* [RECORDS]
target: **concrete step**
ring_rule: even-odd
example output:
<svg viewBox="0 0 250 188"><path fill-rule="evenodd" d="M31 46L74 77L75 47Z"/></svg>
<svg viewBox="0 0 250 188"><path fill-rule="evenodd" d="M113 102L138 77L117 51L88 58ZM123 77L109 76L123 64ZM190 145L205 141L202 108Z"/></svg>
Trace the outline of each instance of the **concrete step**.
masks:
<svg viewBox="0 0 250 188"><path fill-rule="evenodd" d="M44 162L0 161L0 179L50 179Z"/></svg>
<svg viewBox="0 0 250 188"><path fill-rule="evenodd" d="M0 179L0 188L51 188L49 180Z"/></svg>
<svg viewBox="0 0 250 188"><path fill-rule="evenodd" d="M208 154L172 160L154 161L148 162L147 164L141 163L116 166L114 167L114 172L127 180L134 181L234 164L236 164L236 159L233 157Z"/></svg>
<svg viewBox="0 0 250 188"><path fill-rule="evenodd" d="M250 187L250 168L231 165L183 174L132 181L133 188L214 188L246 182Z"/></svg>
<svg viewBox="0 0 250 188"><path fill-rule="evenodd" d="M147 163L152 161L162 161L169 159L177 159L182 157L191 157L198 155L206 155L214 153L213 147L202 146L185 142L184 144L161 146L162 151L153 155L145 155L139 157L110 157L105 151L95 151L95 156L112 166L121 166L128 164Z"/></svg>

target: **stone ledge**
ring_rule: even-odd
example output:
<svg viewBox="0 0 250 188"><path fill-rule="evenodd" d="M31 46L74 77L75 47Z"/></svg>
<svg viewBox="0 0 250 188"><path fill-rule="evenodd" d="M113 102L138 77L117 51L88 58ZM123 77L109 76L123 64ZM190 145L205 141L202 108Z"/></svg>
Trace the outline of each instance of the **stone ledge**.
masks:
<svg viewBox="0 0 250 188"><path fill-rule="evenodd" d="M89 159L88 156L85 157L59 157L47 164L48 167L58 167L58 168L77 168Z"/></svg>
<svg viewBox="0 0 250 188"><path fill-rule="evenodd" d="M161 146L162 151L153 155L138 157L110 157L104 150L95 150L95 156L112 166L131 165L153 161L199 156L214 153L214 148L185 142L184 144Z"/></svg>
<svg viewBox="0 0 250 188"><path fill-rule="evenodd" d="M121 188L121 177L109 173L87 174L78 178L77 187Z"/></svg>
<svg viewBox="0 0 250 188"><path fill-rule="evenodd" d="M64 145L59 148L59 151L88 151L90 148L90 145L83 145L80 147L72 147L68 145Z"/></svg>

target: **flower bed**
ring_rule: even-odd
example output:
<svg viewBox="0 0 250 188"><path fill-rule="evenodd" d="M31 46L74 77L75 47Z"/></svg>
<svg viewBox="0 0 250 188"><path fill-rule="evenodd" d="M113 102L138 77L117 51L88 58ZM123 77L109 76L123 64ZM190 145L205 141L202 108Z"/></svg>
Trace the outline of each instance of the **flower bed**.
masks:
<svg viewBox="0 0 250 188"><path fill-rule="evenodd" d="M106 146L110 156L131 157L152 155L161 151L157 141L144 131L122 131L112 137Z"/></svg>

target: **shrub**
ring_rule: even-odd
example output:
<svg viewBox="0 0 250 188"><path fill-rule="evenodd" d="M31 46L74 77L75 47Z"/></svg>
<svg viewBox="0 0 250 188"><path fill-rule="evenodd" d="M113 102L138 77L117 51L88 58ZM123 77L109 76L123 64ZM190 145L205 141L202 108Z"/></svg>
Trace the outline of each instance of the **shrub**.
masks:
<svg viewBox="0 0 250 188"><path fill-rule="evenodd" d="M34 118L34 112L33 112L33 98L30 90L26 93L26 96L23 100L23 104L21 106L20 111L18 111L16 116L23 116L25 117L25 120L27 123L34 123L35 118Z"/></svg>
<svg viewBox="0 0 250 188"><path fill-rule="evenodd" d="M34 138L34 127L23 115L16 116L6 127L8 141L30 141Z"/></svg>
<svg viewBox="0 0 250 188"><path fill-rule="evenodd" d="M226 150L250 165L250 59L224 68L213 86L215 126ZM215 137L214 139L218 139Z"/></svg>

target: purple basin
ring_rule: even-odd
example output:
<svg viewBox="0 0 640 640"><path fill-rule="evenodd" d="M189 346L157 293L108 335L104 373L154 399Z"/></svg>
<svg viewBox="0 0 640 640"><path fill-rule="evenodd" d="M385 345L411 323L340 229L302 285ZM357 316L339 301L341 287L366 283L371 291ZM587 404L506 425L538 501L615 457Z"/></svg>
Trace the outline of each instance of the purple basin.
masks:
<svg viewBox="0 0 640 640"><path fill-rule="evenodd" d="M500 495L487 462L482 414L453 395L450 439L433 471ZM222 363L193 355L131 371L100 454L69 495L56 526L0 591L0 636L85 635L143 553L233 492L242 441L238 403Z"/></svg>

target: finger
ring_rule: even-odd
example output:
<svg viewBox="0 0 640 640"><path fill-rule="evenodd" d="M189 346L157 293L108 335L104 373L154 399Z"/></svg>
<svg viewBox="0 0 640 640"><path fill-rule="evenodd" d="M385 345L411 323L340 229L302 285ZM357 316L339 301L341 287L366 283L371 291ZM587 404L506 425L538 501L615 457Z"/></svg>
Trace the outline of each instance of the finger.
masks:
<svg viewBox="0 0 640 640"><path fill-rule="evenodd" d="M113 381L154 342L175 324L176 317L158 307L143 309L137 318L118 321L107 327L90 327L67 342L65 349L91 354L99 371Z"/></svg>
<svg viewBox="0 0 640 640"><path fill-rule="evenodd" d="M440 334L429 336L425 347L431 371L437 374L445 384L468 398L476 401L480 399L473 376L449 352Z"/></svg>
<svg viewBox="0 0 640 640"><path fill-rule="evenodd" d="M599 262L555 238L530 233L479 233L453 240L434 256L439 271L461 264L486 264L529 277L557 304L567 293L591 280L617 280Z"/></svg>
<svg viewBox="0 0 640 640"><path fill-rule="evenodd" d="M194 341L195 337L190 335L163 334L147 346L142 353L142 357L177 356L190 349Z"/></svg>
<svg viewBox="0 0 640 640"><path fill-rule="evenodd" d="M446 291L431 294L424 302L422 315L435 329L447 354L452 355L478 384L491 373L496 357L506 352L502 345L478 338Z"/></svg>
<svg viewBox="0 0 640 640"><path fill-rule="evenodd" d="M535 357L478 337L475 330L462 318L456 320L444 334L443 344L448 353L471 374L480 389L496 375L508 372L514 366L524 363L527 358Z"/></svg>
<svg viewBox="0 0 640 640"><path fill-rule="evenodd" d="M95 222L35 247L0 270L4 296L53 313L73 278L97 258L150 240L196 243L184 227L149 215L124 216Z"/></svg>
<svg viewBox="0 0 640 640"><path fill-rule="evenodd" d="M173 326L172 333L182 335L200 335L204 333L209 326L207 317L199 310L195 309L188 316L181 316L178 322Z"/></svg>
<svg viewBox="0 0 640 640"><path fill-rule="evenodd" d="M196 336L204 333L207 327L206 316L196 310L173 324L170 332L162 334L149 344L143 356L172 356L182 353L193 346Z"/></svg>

* [TASK STATEMENT] Each line containing the word "Trace" needs to be copied from the data above.

* [TASK RESULT]
Trace the outline of each instance of the **concrete step**.
Trace the outline of each instance of the **stone ledge**.
Trace the outline of each instance of the **flower bed**.
Trace the outline of each instance of the **shrub**.
Trace the outline of each instance of the purple basin.
Trace the outline of each instance of the finger.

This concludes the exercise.